• _AIM_
Please turn the rows from the line that contains "[mark] the striped" up to and including the line that contains "[mark] the dark hair" into a numbered list, leaving out any blank lines. Include only those rows.

• _MATERIAL FOR THIS TASK_
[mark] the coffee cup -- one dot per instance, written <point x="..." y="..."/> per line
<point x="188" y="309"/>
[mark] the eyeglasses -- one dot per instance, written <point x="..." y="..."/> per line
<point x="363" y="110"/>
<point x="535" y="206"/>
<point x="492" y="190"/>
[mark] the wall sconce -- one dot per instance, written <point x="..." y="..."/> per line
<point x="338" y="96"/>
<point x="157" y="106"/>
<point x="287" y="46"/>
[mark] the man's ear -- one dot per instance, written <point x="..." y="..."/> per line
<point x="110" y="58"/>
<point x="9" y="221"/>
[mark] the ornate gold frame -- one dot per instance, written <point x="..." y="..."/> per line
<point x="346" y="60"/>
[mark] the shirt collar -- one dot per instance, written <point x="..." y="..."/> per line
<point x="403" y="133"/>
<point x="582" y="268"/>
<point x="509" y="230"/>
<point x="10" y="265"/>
...
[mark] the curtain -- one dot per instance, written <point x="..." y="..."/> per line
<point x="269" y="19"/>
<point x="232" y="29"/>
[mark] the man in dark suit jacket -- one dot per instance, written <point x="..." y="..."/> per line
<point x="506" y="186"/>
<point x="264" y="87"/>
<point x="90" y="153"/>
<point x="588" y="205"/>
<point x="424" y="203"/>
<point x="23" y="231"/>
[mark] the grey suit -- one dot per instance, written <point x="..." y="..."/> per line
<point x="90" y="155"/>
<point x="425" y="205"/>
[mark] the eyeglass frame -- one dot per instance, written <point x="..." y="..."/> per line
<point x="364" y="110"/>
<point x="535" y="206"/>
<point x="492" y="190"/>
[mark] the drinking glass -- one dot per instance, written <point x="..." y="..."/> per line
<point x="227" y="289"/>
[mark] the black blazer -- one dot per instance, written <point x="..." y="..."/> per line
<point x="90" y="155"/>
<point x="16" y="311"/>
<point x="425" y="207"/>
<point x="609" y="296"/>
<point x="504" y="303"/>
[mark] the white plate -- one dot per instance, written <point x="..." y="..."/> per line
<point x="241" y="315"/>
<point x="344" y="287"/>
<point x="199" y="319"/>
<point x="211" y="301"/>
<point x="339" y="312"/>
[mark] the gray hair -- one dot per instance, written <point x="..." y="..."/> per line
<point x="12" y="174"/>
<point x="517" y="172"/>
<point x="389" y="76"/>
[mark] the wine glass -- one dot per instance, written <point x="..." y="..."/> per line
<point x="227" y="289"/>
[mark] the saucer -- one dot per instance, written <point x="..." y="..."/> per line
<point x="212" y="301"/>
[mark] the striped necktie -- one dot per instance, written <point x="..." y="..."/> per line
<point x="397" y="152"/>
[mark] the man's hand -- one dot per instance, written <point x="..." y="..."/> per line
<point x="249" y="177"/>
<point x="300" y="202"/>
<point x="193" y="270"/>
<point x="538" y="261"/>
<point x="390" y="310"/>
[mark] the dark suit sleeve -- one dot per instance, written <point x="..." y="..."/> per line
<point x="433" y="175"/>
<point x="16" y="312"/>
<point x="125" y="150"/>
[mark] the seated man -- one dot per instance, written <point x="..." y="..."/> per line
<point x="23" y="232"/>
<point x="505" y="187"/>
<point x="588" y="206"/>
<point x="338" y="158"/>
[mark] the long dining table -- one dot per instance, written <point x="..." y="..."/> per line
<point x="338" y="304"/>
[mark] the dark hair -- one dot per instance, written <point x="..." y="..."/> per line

• _FINAL RESULT_
1. [mark] the striped necktie -- one dot per instance, written <point x="..." y="..."/> per line
2. <point x="397" y="152"/>
3. [mark] the man's hand -- one dot per instance, written <point x="..." y="..."/> per line
4. <point x="249" y="177"/>
5. <point x="300" y="202"/>
6. <point x="193" y="270"/>
7. <point x="538" y="261"/>
8. <point x="390" y="310"/>
9. [mark] the dark suit sleeve -- one dot per instance, written <point x="..." y="..."/> per line
10. <point x="433" y="175"/>
11. <point x="16" y="312"/>
12. <point x="125" y="150"/>
13. [mark] the seated man -- one dot per instance, written <point x="..." y="..."/> per line
14. <point x="23" y="232"/>
15. <point x="505" y="187"/>
16. <point x="588" y="206"/>
17. <point x="338" y="158"/>
18. [mark] the long dining table -- one dot per instance, written <point x="..." y="..."/> per line
19. <point x="338" y="304"/>
20. [mark] the dark hair -- one dot per instance, written <point x="..." y="..."/> per line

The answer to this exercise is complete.